Nezih Coş’u Tünel Kültür Sanatevi’nin renkli sanat ortamında tanıdım... 1968 kuşağının sinemaseverleri Nezih Coş’u umarım anımsamışlardır. Cumhuriyet, Aydınlık gazetelerinde sinema eleştirileri yazıyordu. Bir süre sonra da Aydınlık gazetesinin sanat sayfasını yönetmeye başlamıştı.
 
1970’li yıllar, aydınların bir kesiminin kendilerine ve dünyaya şartlı refleksle baktığı günlerdi. Bu şartlı refleks, Aydınlık gazetesinin sanat sayfasını da etkiliyordu... Böylesi kısır bir döngüyü Cemal Süreya ve Necati Güngör Aydınlık’ın sanat sayfasında yazarak kırdılar... Sonra Muzaffer Buyrukçu katıldı onlara...

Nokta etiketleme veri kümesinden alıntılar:
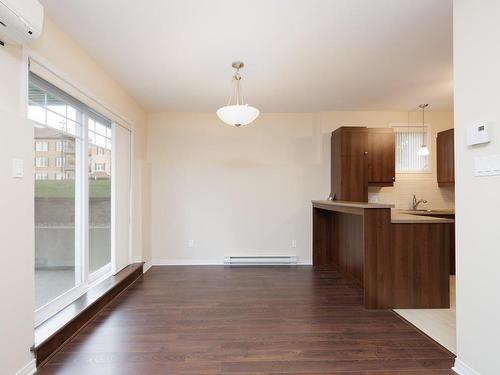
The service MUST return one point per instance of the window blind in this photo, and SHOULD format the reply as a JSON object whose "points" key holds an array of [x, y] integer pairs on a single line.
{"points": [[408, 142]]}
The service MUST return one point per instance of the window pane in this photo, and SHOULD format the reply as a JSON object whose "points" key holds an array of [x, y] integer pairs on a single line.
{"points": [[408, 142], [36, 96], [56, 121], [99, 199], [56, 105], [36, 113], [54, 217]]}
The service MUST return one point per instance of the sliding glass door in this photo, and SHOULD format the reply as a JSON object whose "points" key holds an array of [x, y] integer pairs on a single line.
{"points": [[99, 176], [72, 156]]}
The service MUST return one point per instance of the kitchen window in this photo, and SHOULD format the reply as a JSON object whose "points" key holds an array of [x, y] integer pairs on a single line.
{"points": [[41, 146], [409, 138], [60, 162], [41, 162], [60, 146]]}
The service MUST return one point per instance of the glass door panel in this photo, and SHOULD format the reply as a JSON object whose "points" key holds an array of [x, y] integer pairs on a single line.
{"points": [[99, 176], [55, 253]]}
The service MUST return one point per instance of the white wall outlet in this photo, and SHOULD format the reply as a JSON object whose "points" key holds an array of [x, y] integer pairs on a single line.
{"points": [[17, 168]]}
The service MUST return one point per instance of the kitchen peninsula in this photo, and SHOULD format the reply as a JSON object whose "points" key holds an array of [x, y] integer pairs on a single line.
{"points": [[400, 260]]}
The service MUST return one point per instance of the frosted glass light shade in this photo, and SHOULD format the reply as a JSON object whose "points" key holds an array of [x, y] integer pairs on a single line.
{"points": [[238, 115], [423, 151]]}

» **Yönerge A**: Nezih Coş'la ilgili metinden bir bölümü aynen alıntılayın. "Nezih Coş’u Tünel" ifadesinin geçtiği yerden başlayın ve "Buyrukçu katıldı onlara..." ifadesinden sonra durun.
» **Yönerge B**: Nezih Coş'la ilgili metni, son cümlesinden sonra gelecek biçimde sürdürün.

» **Beklenen çıktı A**:
Nezih Coş’u Tünel Kültür Sanatevi’nin renkli sanat ortamında tanıdım... 1968 kuşağının sinemaseverleri Nezih Coş’u umarım anımsamışlardır. Cumhuriyet, Aydınlık gazetelerinde sinema eleştirileri yazıyordu. Bir süre sonra da Aydınlık gazetesinin sanat sayfasını yönetmeye başlamıştı.
 
1970’li yıllar, aydınların bir kesiminin kendilerine ve dünyaya şartlı refleksle baktığı günlerdi. Bu şartlı refleks, Aydınlık gazetesinin sanat sayfasını da etkiliyordu... Böylesi kısır bir döngüyü Cemal Süreya ve Necati Güngör Aydınlık’ın sanat sayfasında yazarak kırdılar... Sonra Muzaffer Buyrukçu katıldı onlara...

» **Beklenen çıktı B**:
Nezih Coş ise sürekli yazı yazmamı istiyordu... Hem de ısrarla... Ben fakir nice kaçmaya çalışsam da o yakamdan düşmüyordu. Ve sonunda Nezih’in kararlılığı galip geldi. İlk yazılarım yayımlanmaya başladı gazetede. Bazı yazılarımın Nesin Vakfı’nın 1979 yıllığına seçildiğini söylerken Nezih’in gözleri ışıl ışıldı. Adam olacak çocuk kakasından belli oluyordu da yazar olacak adam nesinden belliydi? Bu soruyu Nezih’e hiç soramadım... Nesin Vakfı’nın 1979 ve 1980 yıllıklarında yazılarım varmış... Varmış ama... Bu yıllıkları edinmem mümkün olmadıydı o yıllarda... Şimdi ne zaman yolum bir sahafa düşse gözüm hep o yıllıkları arıyor...
 
Sevgili Nezih Coş köşe yazarlığımın da ateşleyicisi oldu... Rumelihisarı’nda Yaz Oyunları... Geleneksel Türk temaşasının modernizasyonu bir oyunu sahneliyoruz... Kanlı Nigar...  Bu arada yazar Sadık Şendil’i ve Münir Özkul’u rahmetle anmalıyız...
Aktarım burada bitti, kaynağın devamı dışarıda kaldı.